» **Task goal**
Copy out word for word the lines of the listing from the one containing "mark the wooden deck -- a dot per instance" through the end of the listing, both included.
* BEGIN Material supplied *
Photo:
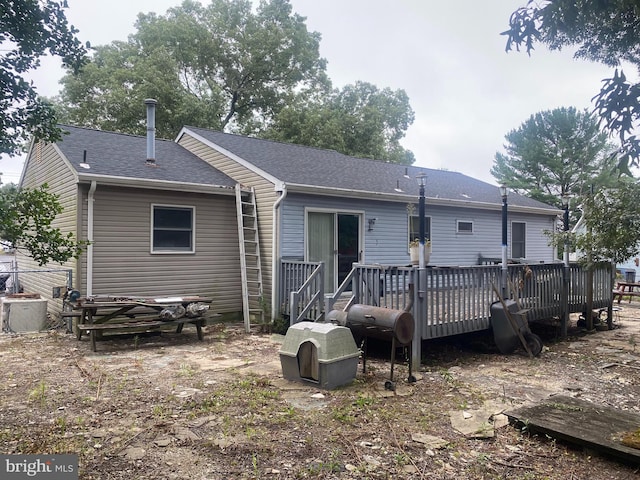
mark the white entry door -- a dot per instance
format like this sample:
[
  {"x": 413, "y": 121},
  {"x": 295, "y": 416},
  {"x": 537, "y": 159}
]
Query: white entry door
[{"x": 333, "y": 238}]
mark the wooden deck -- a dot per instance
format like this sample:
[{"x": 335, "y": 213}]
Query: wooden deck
[{"x": 597, "y": 427}]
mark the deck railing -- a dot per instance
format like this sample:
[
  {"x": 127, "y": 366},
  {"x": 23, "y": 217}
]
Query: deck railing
[
  {"x": 302, "y": 290},
  {"x": 458, "y": 299}
]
* END Material supplied *
» **Solution for this exercise**
mark the wooden deck -- a dot per instance
format like this sample:
[{"x": 335, "y": 213}]
Query: wooden deck
[{"x": 597, "y": 427}]
mark the deck railing -- a dot per instance
format like this sample:
[
  {"x": 127, "y": 366},
  {"x": 23, "y": 217}
]
Query: deck railing
[
  {"x": 302, "y": 290},
  {"x": 458, "y": 299}
]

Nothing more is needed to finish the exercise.